━━━━━ EXCERPTED RECORDS

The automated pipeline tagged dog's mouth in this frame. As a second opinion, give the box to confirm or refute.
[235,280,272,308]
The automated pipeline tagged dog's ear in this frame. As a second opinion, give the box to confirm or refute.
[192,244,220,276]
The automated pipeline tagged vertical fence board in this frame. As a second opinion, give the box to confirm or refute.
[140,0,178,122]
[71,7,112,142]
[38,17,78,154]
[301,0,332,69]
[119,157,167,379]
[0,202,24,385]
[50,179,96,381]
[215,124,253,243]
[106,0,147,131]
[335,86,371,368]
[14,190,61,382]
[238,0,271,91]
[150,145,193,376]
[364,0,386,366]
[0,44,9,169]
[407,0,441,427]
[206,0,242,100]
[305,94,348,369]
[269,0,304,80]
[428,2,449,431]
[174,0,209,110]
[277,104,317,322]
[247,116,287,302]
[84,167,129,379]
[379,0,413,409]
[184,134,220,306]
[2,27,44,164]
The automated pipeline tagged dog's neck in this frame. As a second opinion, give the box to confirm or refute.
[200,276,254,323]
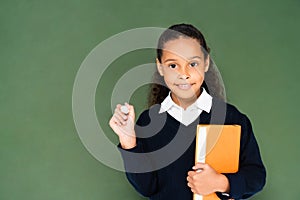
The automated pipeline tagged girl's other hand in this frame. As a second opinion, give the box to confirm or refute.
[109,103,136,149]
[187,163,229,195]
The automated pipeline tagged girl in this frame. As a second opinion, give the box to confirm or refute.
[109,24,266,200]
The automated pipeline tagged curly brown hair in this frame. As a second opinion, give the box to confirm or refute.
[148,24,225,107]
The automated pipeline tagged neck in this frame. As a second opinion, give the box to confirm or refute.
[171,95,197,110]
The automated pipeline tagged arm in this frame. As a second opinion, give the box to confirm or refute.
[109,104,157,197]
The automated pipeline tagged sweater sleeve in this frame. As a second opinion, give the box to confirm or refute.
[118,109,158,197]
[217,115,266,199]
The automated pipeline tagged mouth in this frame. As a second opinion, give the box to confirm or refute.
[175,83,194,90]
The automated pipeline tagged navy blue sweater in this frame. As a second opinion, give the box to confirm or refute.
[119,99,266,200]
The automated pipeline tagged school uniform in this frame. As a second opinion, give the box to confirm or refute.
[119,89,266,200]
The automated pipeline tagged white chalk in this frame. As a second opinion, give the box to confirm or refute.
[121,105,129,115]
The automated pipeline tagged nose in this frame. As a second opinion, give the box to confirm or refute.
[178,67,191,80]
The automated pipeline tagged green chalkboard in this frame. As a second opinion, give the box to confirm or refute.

━━━━━━━━━━

● EXERCISE:
Rescale the data starting at the line that contains "The automated pipeline tagged neck" and ending at the line that contains "[175,83,194,90]", copying every line in that span, the text lines too. Multiply each bounding box coordinate by 1.3 and round it to a whole number, with halves rounded up.

● ANSWER IN FULL:
The automated pipeline tagged neck in this frame. As a second opinion, give the box to confirm or refute.
[222,124,256,143]
The automated pipeline tagged arm in this frame. As a second opinion, give the box to confirm or refute.
[142,135,204,256]
The automated pipeline tagged sweater sleeve in this frame. As a second opinion, give the box to confirm or refute.
[153,142,205,256]
[282,150,346,259]
The automated pipeline tagged mouth in this frame. As a second opinion, give the box to confirm or refute.
[228,108,252,117]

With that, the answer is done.